◆ **Do this**
Find each line in the items below that contains the word "villa" and copy those lines out.

◆ **Data**
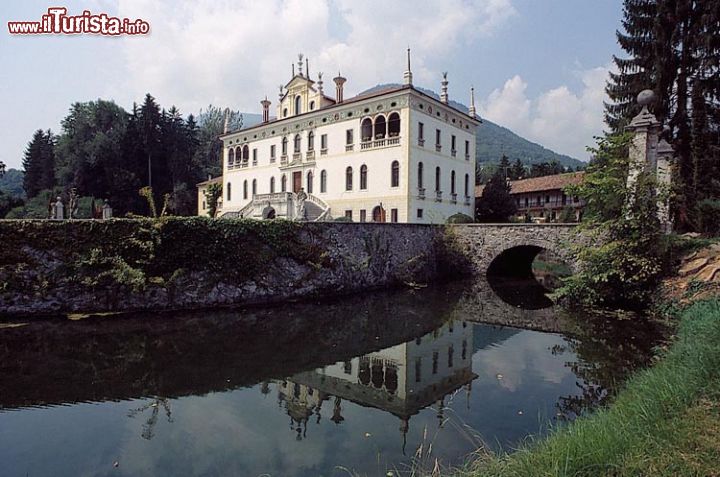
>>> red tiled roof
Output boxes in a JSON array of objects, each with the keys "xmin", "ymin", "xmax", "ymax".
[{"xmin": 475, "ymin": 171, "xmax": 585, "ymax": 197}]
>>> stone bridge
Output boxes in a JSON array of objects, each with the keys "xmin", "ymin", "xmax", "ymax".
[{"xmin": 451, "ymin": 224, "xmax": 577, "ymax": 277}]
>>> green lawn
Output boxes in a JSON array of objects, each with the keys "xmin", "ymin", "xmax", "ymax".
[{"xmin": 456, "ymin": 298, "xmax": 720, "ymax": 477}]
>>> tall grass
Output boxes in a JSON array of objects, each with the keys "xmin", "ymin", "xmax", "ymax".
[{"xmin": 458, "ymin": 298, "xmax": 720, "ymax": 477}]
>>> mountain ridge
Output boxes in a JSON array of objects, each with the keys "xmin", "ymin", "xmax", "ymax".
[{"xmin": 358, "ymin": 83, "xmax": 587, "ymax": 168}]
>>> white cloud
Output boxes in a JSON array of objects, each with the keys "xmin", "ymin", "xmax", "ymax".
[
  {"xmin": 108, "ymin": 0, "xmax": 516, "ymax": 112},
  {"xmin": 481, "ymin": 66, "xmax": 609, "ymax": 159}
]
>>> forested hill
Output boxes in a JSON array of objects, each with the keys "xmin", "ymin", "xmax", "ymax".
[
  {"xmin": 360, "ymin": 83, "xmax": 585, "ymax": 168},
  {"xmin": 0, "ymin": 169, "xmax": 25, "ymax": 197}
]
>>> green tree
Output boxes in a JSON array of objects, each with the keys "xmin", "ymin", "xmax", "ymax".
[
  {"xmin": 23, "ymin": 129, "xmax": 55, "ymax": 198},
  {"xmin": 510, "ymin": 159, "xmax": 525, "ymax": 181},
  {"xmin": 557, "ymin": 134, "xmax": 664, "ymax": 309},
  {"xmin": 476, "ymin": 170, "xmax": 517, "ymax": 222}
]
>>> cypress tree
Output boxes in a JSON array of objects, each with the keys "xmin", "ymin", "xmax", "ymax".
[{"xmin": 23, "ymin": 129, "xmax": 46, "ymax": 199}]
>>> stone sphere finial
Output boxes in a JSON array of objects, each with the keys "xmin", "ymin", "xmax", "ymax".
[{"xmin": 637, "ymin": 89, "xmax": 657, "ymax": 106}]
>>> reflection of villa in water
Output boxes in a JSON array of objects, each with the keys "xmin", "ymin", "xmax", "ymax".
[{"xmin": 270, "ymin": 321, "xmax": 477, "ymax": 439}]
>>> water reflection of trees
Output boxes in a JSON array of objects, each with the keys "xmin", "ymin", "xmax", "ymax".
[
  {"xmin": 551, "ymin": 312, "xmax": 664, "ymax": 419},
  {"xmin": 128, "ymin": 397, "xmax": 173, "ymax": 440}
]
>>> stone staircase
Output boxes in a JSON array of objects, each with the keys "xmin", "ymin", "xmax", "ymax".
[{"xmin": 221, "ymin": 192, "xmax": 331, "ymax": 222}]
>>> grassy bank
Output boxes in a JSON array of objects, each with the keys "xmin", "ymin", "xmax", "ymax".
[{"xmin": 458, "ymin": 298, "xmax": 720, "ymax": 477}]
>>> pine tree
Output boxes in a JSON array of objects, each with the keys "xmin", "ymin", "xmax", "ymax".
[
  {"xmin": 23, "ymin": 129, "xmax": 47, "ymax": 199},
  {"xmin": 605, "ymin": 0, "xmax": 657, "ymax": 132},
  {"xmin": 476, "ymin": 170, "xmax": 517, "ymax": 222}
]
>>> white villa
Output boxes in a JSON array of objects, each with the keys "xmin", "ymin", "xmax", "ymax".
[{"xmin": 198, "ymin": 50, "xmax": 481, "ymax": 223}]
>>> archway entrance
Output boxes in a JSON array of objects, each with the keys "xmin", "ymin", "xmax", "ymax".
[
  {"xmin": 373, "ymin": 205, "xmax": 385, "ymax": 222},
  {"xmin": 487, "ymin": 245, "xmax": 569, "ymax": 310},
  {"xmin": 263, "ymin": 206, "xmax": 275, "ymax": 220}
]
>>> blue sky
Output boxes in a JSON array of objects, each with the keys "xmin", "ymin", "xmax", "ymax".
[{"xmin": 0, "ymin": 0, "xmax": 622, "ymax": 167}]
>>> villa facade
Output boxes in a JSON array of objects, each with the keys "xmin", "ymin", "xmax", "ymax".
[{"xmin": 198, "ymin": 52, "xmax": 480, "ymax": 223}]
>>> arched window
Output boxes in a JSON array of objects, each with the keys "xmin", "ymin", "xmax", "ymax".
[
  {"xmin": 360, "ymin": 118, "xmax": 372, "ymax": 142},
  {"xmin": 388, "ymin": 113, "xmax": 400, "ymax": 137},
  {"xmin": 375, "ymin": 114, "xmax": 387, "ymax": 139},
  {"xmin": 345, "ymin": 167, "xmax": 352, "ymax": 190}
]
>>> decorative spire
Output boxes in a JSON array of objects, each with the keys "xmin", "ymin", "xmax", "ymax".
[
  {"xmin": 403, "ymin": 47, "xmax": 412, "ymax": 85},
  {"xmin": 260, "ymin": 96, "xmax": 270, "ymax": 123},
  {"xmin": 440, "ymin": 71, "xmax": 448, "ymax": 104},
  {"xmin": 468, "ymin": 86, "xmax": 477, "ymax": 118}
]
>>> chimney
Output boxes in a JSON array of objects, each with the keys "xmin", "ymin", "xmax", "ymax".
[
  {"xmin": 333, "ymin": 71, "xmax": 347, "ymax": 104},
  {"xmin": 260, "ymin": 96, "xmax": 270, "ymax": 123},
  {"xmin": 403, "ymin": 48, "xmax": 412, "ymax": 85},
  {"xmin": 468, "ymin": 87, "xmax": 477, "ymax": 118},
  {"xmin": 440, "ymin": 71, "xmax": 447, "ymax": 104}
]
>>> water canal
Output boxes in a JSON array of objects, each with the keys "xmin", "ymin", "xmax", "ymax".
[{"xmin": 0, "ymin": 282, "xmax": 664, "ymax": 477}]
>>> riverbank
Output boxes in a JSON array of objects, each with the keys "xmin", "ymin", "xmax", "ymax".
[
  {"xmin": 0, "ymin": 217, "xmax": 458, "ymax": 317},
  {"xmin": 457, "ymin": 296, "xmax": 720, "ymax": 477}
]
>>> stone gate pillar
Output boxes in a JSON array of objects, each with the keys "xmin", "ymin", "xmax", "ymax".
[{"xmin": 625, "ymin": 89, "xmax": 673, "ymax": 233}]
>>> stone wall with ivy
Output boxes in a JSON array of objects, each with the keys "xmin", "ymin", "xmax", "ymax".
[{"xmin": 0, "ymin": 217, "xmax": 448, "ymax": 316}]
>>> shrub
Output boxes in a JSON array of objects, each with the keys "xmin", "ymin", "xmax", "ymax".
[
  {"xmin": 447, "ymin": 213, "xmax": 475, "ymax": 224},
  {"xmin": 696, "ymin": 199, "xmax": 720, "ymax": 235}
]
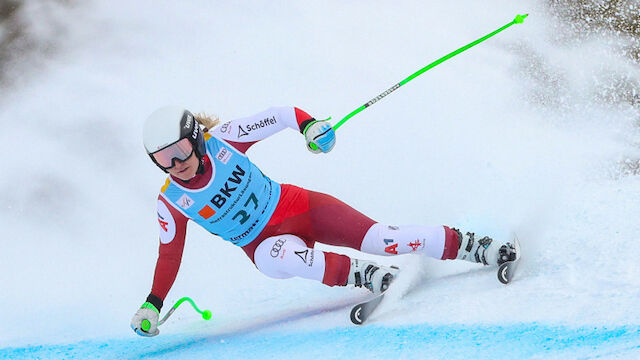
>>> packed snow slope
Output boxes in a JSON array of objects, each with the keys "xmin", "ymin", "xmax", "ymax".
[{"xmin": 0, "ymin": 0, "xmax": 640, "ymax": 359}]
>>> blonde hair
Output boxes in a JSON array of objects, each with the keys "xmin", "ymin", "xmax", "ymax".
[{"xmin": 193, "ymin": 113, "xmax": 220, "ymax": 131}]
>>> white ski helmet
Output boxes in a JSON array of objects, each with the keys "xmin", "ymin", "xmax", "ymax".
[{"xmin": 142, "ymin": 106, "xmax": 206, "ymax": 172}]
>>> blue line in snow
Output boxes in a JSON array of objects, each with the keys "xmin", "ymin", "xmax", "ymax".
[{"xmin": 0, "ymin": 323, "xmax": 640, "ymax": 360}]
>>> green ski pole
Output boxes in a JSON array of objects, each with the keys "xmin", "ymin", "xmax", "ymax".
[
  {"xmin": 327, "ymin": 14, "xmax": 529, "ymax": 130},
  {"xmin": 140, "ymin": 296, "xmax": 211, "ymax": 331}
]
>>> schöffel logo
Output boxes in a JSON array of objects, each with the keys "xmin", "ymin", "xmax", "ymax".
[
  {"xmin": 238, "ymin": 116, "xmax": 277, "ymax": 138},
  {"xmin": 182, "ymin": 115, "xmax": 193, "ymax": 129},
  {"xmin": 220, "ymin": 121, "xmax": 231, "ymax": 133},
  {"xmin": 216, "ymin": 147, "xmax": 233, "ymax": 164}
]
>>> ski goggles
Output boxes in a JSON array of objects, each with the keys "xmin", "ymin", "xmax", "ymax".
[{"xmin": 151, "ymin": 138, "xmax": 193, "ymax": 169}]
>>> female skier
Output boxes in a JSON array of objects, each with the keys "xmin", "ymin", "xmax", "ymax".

◆ **Finished answer**
>>> reflection of villa in water
>>> white villa
>>> villa facade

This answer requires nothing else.